■ **What the task asks**: Please pull out every line of the items below that contains the string "walkway" and copy each such line in full. Matching is case-sensitive.

Named object pointing entries:
○ ○ ○

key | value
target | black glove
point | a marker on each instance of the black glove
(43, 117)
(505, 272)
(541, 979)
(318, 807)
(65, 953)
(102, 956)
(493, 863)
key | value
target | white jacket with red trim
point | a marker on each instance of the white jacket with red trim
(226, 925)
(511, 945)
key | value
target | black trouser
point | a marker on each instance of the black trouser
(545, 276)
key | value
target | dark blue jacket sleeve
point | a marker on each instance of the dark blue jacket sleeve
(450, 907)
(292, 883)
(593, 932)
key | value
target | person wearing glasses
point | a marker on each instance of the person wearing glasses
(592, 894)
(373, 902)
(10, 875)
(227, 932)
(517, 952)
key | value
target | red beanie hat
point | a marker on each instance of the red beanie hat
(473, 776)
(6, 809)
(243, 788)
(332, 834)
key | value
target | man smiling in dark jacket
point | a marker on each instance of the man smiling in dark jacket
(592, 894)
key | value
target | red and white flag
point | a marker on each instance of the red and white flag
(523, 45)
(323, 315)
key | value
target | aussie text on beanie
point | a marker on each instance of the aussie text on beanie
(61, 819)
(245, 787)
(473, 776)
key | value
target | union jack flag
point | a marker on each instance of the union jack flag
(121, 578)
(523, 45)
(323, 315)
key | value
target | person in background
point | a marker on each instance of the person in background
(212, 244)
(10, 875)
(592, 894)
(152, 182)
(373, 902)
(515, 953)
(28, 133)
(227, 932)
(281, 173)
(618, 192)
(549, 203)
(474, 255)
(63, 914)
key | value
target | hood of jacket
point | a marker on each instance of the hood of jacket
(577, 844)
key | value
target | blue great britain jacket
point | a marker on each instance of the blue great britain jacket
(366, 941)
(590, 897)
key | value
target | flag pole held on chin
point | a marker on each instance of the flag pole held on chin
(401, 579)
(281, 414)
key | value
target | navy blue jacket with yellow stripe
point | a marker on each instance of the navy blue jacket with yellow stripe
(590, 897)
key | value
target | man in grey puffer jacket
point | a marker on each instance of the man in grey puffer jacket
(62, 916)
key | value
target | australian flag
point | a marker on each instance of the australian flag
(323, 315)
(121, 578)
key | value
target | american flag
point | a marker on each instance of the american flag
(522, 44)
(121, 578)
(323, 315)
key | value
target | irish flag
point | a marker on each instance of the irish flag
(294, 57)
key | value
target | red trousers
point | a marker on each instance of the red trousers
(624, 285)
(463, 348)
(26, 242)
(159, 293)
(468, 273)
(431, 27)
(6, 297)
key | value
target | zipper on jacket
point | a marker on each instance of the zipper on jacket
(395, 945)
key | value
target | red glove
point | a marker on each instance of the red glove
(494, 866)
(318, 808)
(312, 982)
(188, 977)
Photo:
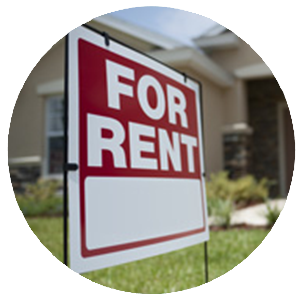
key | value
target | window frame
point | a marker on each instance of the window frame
(50, 134)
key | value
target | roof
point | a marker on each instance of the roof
(140, 33)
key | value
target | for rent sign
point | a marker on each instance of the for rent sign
(135, 132)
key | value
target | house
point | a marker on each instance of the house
(246, 116)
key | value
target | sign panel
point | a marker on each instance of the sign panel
(134, 130)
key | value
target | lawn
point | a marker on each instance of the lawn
(171, 272)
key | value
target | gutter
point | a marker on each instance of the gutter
(194, 60)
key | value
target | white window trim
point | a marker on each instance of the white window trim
(45, 169)
(54, 87)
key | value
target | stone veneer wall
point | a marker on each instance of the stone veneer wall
(263, 98)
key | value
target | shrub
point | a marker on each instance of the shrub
(41, 199)
(243, 190)
(221, 210)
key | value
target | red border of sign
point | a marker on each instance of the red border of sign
(85, 252)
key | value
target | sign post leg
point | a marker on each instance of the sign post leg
(74, 280)
(206, 266)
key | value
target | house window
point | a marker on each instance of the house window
(54, 135)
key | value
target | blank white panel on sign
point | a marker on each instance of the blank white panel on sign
(157, 209)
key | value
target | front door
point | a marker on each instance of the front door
(292, 132)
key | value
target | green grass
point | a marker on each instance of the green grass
(171, 272)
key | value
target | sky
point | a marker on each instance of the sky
(176, 23)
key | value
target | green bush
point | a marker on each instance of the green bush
(243, 190)
(41, 199)
(222, 211)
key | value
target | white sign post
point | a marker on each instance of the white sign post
(134, 130)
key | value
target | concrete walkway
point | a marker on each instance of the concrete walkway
(254, 215)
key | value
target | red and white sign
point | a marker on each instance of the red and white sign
(135, 132)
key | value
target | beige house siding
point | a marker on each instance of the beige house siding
(26, 136)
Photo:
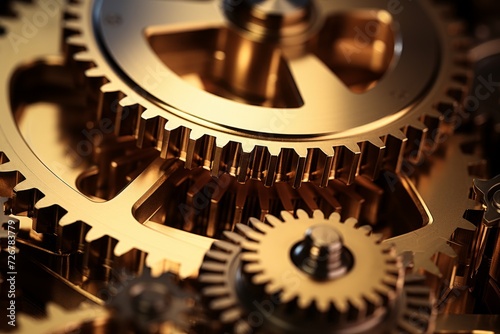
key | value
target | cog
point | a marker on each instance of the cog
(255, 272)
(328, 136)
(488, 192)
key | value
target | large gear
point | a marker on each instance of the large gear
(117, 207)
(243, 281)
(341, 137)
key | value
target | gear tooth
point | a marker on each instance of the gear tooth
(303, 302)
(94, 234)
(250, 257)
(271, 173)
(259, 226)
(372, 153)
(231, 315)
(335, 217)
(23, 185)
(72, 24)
(213, 267)
(301, 214)
(253, 268)
(216, 255)
(122, 248)
(44, 202)
(94, 72)
(83, 56)
(260, 278)
(73, 9)
(287, 216)
(272, 288)
(273, 221)
(346, 162)
(395, 144)
(416, 133)
(322, 305)
(318, 214)
(222, 303)
(366, 228)
(243, 166)
(233, 237)
(67, 219)
(210, 278)
(248, 232)
(7, 167)
(109, 87)
(351, 222)
(127, 101)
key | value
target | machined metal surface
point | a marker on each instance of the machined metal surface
(160, 139)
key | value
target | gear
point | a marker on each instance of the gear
(272, 271)
(321, 135)
(152, 305)
(488, 193)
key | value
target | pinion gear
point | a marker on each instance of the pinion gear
(334, 133)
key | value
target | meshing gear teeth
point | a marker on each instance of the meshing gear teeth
(254, 275)
(342, 135)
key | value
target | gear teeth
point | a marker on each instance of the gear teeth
(395, 144)
(121, 248)
(67, 219)
(94, 234)
(23, 186)
(416, 133)
(44, 202)
(372, 154)
(7, 167)
(433, 121)
(346, 162)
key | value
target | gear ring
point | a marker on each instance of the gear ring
(235, 280)
(220, 142)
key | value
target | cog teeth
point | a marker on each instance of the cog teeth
(346, 162)
(372, 153)
(395, 144)
(416, 133)
(76, 40)
(94, 234)
(122, 248)
(44, 202)
(94, 72)
(7, 167)
(259, 226)
(23, 185)
(67, 219)
(73, 9)
(248, 232)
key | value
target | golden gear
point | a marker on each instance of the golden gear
(259, 272)
(334, 134)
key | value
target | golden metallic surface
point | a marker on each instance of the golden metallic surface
(134, 136)
(332, 132)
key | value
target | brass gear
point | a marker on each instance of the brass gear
(252, 273)
(411, 101)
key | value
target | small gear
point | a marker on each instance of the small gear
(152, 305)
(488, 192)
(311, 274)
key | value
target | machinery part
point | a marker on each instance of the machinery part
(272, 278)
(328, 131)
(152, 305)
(87, 318)
(488, 192)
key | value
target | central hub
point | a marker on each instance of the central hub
(270, 19)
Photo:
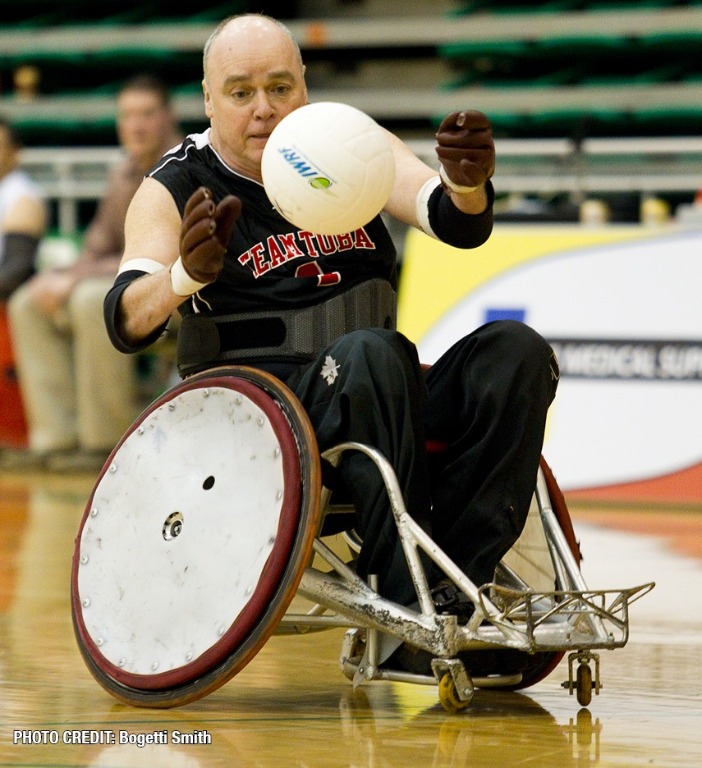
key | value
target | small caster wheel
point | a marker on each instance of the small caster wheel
(448, 695)
(583, 684)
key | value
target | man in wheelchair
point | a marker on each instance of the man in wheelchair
(197, 232)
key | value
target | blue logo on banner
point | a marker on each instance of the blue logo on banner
(505, 314)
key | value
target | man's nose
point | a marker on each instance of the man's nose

○ ○ ○

■ **Correct response**:
target | concrete walkway
point | a marker on each instance of the concrete walkway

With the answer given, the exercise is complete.